Passage given
Local Moran's I Results

• High-High Clusters (Red): Areas with high forensic values surrounded by similar high values

  • Interpretation: Potential systematic irregularities in neighboring areas
  • Action: Priority areas for detailed investigation

• Low-Low Clusters (Blue): Areas with low forensic values surrounded by similar low values

  • Interpretation: Regions with consistently normal patterns
  • Action: Lower priority for investigation

• High-Low Outliers (Orange): High values surrounded by low values

  • Interpretation: Isolated anomalies or data quality issues
  • Action: Investigate for administrative or data collection problems

• Low-High Outliers (Green): Low values surrounded by high values

  • Interpretation: Unusually clean areas within problematic regions
  • Action: Verify data accuracy or investigate protective factors

Getis-Ord Results

• Hot Spots (Red Shades): Statistically significant concentrations of high values

  • Interpretation: Geographic clustering of potential irregularities
  • Action: Focus investigative resources on these areas

• Cold Spots (Blue Shades): Statistically significant concentrations of low values

  • Interpretation: Areas with consistently normal electoral patterns
  • Action: Use as baseline comparisons or control areas

NonparamElectionForensics()

The NonparamElectionForensics function implements a revised version of Shpilkin's method for detecting election fraud through nonparametric analysis of vote distributions. This method identifies anomalous voting patterns by analyzing the relationship between turnout and candidate support, detecting artificial vote inflation through statistical modeling of "clean" electoral behavior.

NonparamElectionForensics(data, Candidates, CandidatesText=NULL,
                         MainCandidate, TotalReg, TotalVotes=NULL,
                         Level=NULL, MaxThreshold=0.8,
                         FigureName, setcolors=NULL,
                         precinctLevel=TRUE, computeSD=NULL,
                         sims=10, mode_search=list(npeaks=5, sortstr=TRUE,
                                                  minpeakdistance=1, pick_by="height"),
                         man_turnout=NULL, grid_type="1D")

Input

Parameter	Type	Description
data	data.frame	Electoral data containing vote counts and registration information
Candidates	vector	Variable names for all candidates/parties in the election
CandidatesText	vector	Display names for candidates/parties (uses Candidates if NULL) (default: NULL)
MainCandidate	string	Variable name for main/incumbent candidate
TotalReg	string	Variable name for total number of eligible voters
TotalVotes	string	Variable name for total ballots cast (computed from candidates if NULL) (default: NULL)
Level	string	Variable for analysis level (default: "National")
MaxThreshold	numeric	Anomalous turnout threshold (default: 0.8)
FigureName	string	Title for generated figures
setcolors	vector	Custom color palette (random if NULL) (default: NULL)
precinctLevel	logical	Whether to compute precinct-level estimates (default: TRUE)
computeSD	string	Standard error method: "parametric" or "nonparametric" (default: NULL)
sims	numeric	Number of simulations for uncertainty estimation (default: 10)
mode_search	list	Clean peak search parameters
man_turnout	numeric	Manual clean peak turnout override (default: NULL)
grid_type	string	Estimation approach: "1D" or "2D" (default: "1D")

Challenge 1
In the election forensics passage, whose method does the NonparamElectionForensics function implement a revised version of?
Challenge 2
Extend the election forensics passage beyond its final line.
The material after this passage comes from a different source.

Extracted records
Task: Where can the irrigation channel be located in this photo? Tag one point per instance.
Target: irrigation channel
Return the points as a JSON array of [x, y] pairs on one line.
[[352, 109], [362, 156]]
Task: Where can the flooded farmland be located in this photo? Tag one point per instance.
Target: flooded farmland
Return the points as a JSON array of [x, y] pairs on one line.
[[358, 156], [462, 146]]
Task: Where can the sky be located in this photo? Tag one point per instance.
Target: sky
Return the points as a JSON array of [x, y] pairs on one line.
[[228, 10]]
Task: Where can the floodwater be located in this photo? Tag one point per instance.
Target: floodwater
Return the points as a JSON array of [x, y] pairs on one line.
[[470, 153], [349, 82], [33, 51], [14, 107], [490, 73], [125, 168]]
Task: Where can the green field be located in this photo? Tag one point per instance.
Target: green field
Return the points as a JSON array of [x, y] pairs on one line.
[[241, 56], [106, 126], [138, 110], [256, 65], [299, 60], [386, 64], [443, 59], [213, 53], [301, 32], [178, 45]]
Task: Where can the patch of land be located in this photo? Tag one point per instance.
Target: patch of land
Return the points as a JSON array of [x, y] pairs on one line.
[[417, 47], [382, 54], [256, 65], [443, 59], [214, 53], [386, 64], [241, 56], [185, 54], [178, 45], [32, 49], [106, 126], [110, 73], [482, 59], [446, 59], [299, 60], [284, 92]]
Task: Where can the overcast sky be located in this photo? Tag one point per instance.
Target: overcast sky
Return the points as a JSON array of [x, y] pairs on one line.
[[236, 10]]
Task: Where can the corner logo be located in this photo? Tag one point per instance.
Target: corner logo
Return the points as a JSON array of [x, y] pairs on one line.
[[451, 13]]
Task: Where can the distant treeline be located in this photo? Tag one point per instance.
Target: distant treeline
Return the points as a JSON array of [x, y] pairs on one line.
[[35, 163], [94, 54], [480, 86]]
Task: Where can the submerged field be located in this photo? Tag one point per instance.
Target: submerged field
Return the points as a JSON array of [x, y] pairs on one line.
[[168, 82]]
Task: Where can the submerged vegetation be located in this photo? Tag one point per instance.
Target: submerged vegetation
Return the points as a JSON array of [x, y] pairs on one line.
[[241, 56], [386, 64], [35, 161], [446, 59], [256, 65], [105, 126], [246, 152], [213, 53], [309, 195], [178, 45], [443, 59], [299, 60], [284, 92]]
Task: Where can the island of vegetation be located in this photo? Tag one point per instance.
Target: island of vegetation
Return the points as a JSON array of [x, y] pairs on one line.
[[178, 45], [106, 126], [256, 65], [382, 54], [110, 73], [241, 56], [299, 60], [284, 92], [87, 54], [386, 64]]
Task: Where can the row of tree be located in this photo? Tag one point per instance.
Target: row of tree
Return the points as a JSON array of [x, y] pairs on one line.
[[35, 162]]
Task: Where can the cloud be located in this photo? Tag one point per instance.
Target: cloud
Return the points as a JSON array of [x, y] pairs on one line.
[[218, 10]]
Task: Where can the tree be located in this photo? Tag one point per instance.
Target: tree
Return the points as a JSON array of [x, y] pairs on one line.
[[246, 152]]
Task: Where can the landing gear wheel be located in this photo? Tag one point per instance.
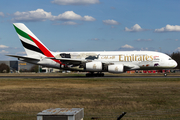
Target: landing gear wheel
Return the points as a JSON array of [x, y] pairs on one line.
[[95, 75], [165, 74]]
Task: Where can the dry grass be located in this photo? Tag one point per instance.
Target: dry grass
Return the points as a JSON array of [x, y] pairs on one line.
[[142, 98]]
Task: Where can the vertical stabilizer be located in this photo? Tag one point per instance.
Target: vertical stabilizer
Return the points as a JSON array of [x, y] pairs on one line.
[[32, 45]]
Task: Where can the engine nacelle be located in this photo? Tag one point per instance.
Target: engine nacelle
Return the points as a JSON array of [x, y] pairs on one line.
[[94, 66], [116, 68]]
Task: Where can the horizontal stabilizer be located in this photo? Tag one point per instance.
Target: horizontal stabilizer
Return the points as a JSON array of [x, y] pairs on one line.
[[23, 57]]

Written answer 1
Shpilkin's method.

Written answer 2
The mode_search parameter accepts a list with the following components:

Parameter	Description
npeaks	Maximum number of peaks to identify
sortstr	Whether to sort peaks by strength
minpeakdistance	Minimum distance between peaks
pick_by	Peak selection method: "area", "height", "cluster", "quantile", or "elipse"

Output

Output	Type	Description
list_graphs	list	Collection of generated plots (ggplot2/plotly objects)
base_stats	list	Basic fraud statistics for the whole dataset
sim_all_stats	list	Simulation statistics for the whole dataset (if computeSD specified)
sim_hetero_stats_base	data.frame	Base statistics for regional analyses (if Level != "National")
sim_hetero_stats_sims	data.frame	Simulation statistics for regional analyses (if Level != "National")
fraud_precinct_data	data.frame	Precinct-level fraud estimates with uncertainty measures
data	data.frame	Original input data with computed variables
Level	character	Analysis level used in the function
creationdate	POSIXct	Timestamp of when the output was created

Precinct-Level Fraud Data Structure

When precinctLevel=TRUE, the fraud_precinct_data component contains:

Column	Description
id	Unique precinct identifier
base.fraud.votes	Point estimate of fraudulent votes
sim.precinct_mean	Mean fraud estimate from simulations
sim.precinct_sd	Standard deviation of fraud estimates
sim.sig_all	Statistical significance indicator
precinct_mean_hetero	Regional-level fraud estimates (when Level != "National")

Primary Outputs

• Official Turnout: Reported voter participation rate
• Real Turnout: Estimated legitimate turnout (clean peak)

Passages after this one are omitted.